::: TASK MATERIAL

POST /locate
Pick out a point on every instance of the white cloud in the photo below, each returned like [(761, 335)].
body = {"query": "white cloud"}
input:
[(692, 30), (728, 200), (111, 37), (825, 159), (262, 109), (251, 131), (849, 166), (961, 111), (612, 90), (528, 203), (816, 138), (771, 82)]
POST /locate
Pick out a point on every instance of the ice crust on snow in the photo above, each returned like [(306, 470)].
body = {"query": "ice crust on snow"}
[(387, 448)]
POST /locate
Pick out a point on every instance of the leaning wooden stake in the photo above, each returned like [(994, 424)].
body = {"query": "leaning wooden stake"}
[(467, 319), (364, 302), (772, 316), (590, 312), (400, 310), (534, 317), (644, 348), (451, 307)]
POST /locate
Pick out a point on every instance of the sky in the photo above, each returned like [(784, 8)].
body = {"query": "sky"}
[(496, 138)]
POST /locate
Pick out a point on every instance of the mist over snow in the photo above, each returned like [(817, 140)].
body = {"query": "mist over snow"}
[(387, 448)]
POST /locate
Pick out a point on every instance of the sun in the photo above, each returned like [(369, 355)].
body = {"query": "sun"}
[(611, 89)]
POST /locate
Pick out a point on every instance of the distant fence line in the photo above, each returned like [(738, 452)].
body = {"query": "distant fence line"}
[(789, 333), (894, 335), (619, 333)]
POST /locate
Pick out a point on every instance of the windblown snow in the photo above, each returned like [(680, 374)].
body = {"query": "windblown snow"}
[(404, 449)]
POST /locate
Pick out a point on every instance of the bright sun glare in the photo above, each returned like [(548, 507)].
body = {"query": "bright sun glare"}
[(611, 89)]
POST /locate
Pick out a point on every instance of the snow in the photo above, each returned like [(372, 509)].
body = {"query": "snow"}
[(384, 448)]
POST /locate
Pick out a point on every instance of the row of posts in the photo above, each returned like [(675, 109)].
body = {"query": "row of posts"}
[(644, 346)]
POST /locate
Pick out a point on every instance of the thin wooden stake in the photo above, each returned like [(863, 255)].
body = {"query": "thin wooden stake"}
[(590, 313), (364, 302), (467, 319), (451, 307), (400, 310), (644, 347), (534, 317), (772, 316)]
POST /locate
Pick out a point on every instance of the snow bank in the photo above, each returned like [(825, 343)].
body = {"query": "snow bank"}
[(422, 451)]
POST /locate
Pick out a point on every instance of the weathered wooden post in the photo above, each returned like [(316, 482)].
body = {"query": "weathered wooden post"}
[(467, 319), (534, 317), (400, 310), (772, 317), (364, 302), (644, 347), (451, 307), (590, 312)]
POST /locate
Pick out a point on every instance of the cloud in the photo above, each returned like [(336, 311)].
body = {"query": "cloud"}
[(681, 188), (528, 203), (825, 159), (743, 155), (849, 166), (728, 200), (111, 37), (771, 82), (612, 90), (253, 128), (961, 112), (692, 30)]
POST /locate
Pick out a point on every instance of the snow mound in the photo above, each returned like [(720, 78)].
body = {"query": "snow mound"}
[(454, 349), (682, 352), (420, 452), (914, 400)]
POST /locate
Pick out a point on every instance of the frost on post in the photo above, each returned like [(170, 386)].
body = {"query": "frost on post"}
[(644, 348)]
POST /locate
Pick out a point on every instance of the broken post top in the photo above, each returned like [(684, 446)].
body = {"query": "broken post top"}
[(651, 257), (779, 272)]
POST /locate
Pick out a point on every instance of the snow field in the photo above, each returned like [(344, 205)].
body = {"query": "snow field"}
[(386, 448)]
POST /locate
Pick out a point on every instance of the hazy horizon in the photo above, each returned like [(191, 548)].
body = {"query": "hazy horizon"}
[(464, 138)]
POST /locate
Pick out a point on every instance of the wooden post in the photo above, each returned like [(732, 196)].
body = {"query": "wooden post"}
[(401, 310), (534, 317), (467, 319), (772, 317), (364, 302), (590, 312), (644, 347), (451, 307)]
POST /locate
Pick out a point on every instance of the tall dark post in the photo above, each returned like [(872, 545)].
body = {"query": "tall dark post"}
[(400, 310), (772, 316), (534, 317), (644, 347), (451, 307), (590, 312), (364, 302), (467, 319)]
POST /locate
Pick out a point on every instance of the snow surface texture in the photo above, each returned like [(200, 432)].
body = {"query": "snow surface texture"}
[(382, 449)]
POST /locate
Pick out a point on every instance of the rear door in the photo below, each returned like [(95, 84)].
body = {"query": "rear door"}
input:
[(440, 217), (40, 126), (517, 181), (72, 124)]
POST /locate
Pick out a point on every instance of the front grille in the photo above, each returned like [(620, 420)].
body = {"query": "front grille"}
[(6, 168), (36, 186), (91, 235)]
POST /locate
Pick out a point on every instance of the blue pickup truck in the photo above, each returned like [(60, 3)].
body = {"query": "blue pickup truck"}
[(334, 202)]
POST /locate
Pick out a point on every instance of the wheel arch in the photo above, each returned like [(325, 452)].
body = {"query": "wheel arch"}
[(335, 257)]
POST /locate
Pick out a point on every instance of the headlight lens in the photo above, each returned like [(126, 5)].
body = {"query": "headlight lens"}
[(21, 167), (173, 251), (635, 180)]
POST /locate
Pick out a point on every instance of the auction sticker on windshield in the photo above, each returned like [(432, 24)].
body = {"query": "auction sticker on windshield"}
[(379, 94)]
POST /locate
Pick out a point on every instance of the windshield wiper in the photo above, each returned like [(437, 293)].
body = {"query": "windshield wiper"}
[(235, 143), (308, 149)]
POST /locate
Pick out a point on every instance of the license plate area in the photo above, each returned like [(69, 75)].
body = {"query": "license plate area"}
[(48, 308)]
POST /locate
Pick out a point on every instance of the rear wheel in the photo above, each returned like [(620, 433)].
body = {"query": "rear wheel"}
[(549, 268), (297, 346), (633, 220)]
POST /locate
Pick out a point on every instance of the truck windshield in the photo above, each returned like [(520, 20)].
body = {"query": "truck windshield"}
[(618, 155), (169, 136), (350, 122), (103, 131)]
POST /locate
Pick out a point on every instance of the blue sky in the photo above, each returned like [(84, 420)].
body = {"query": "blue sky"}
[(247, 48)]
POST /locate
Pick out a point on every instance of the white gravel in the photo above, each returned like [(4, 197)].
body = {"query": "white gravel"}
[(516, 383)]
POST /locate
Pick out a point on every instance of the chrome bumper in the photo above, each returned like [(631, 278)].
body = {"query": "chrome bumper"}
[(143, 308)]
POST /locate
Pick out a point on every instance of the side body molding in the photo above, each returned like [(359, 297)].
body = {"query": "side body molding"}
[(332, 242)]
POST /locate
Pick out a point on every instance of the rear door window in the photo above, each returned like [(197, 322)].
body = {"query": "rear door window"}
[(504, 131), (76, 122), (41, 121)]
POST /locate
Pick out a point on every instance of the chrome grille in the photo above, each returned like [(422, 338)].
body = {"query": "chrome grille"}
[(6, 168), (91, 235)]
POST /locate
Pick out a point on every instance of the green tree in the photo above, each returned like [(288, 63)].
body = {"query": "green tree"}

::::::

Retype the entries one by one, exactly.

FINISHED EXERCISE:
POST /locate
Pick out a point on every instance of the white cloud in the photo below, each returned like [(761, 335)].
body = {"query": "white cloud"}
input:
[(692, 30), (728, 200), (111, 37), (825, 159), (262, 109), (251, 131), (849, 166), (961, 111), (612, 90), (528, 203), (816, 138), (771, 82)]
POST /locate
Pick out a point on every instance of the ice crust on snow in the photo above, each returned like [(306, 470)].
body = {"query": "ice crust on snow"}
[(387, 448)]
POST /locate
Pick out a point on every instance of the leaning wooden stake in the photo above, each returned like [(994, 424)].
body = {"query": "leaning wooden stake"}
[(467, 319), (364, 302), (772, 316), (590, 312), (400, 310), (534, 317), (644, 348), (451, 307)]
POST /locate
Pick out a point on every instance of the sky in the photo above, each returned like [(784, 8)].
body = {"query": "sky"}
[(496, 138)]
POST /locate
Pick out a point on every instance of the mist over snow in the photo above, each returned like [(817, 140)].
body = {"query": "mist over snow"}
[(387, 448)]
POST /locate
Pick out a point on every instance of the sun in the photo above, each returned like [(369, 355)].
body = {"query": "sun"}
[(611, 89)]
POST /locate
Pick out a point on every instance of the distant fence line in the photo above, each returned like [(738, 452)].
body = {"query": "distant fence line"}
[(789, 333), (894, 335), (619, 333)]
POST /locate
Pick out a point on every instance of the windblown snow in the photo above, each returned like [(680, 374)].
body = {"query": "windblown snow"}
[(404, 449)]
POST /locate
Pick out a point on every instance of the bright sun glare in the photo above, each returned like [(548, 507)].
body = {"query": "bright sun glare"}
[(611, 89)]
POST /locate
Pick out a point on every instance of the snow in the photo above, each returned like [(372, 509)].
body = {"query": "snow"}
[(384, 448)]
POST /locate
Pick out a point on every instance of the row of posts in the photo above, each returned like [(675, 109)].
body = {"query": "row of posts"}
[(644, 346)]
POST /locate
Pick out a point on every instance of the thin wooden stake in the photo above, each returned like [(863, 255)].
body = {"query": "thin wooden stake"}
[(590, 313), (364, 302), (467, 319), (451, 307), (400, 310), (644, 347), (534, 317), (772, 316)]
POST /locate
Pick out a point on every instance of the snow bank in the photo above, each returned like [(825, 343)].
body = {"query": "snow bank"}
[(422, 451)]
POST /locate
Pick out a point on every instance of the weathered wooden post in the photo above, each returned like [(316, 482)].
body = {"query": "weathered wooden post"}
[(467, 319), (534, 317), (400, 310), (772, 317), (364, 302), (644, 347), (451, 307), (590, 312)]
POST /locate
Pick out a point on every instance of the cloud in the photo above, each returned like [(336, 311)].
body = {"query": "cloud"}
[(681, 188), (528, 203), (825, 159), (743, 155), (849, 166), (728, 200), (111, 37), (771, 82), (612, 90), (253, 128), (961, 112), (692, 30)]
POST /locate
Pick out a point on every instance of the snow mound in the photo above, each returned like [(720, 78)].
body = {"query": "snow mound"}
[(454, 349), (682, 352), (420, 452), (914, 400)]
POST /locate
Pick out a point on every instance of the frost on post in the photo above, each returned like [(170, 386)].
body = {"query": "frost on post"}
[(644, 348)]
POST /locate
Pick out a point on every instance of the broken post top in the photo above, each returned like [(684, 446)].
body = {"query": "broken post top"}
[(651, 257), (779, 272)]
POST /locate
Pick out a point on every instance of the snow field in the photo above, each returned like [(344, 205)].
body = {"query": "snow field"}
[(386, 448)]
POST /locate
Pick out a point on every instance of the hazy horizon in the photo above, each returned like [(191, 548)].
body = {"query": "hazy horizon"}
[(464, 138)]
POST /locate
Pick out a point on every instance of the wooden post in the photo above, each returned like [(732, 196)].
body = {"query": "wooden post"}
[(401, 310), (534, 317), (467, 319), (772, 317), (364, 302), (590, 312), (644, 347), (451, 307)]
POST /locate
Pick out a point on every instance of the tall dark post in the photo above, each returned like [(872, 545)].
body = {"query": "tall dark post"}
[(400, 310), (772, 316), (534, 317), (644, 347), (451, 307), (590, 312), (364, 302), (467, 319)]
POST /locate
Pick out a point on every instance of the snow surface texture in the photo above, each returned like [(200, 432)].
body = {"query": "snow surface texture"}
[(382, 449)]
POST /locate
Pick out a point on every instance of the rear door in the photo below, each returned like [(95, 84)].
body = {"query": "rear door"}
input:
[(440, 217), (40, 126), (517, 181), (72, 124)]
POST /locate
Pick out a point on every instance of the front grille in the photo above, each returned like [(620, 420)].
body = {"query": "front grille"}
[(6, 168), (36, 186), (91, 235)]
POST /locate
Pick out a point on every instance of the blue pickup truck in the photo above, each returned like [(60, 3)].
body = {"query": "blue pickup truck"}
[(334, 202)]
POST /locate
Pick out a point on every instance of the wheel arch in the photo above, each returned like [(325, 452)].
body = {"query": "wheel arch"}
[(335, 257)]
POST /locate
Pick out a point on every instance of the headlight lens in the photo above, each returned like [(126, 5)].
body = {"query": "headlight lens"}
[(21, 167), (173, 251), (635, 180)]
POST /locate
Pick out a point on every instance of the auction sticker on windshield in the photo above, each returned like [(432, 24)].
body = {"query": "auction sticker on windshield"}
[(379, 94)]
POST /locate
Pick out a point on every instance of the windshield wiper in the photo above, each returned like [(437, 293)].
body = {"query": "windshield wiper"}
[(235, 143), (308, 149)]
POST /locate
Pick out a point on every instance of the license plate area in the photo above, each returned like [(69, 75)].
body = {"query": "license plate area"}
[(48, 308)]
POST /locate
Pick out a point on every instance of the rear wheel in the photo above, each returned like [(620, 433)].
body = {"query": "rear wheel"}
[(549, 268), (297, 346), (633, 220)]
POST /locate
Pick out a point on every instance of the truck windshield in the photo above, each returned like [(520, 20)].
body = {"query": "truck windshield"}
[(618, 155), (169, 136), (350, 122), (103, 131)]
POST /locate
Pick out a point on every instance of the blue sky in the photo above, each returned like [(84, 420)].
body = {"query": "blue sky"}
[(247, 48)]
POST /locate
Pick out a point on every instance of the white gravel in the photo above, each returned like [(4, 197)].
body = {"query": "white gravel"}
[(516, 383)]
POST /locate
Pick out a point on every instance of the chrome bumper in the photo above, each returned like [(631, 278)].
body = {"query": "chrome bumper"}
[(143, 308)]
POST /locate
Pick out a point on every instance of the side body molding in the photo above, each returned like [(359, 297)].
body = {"query": "side body molding"}
[(332, 242)]
POST /locate
Pick out a point on every instance of the rear door window in the photo above, each returned like [(197, 322)].
body = {"query": "rear door window"}
[(504, 131), (76, 122), (41, 121)]
POST /locate
Pick out a point on every instance of the chrome grille in the photo above, each returned like [(422, 338)].
body = {"query": "chrome grille"}
[(6, 168), (91, 235)]
POST /locate
Pick out a point on every instance of the green tree in the photo above, each returned like [(288, 63)].
body = {"query": "green tree"}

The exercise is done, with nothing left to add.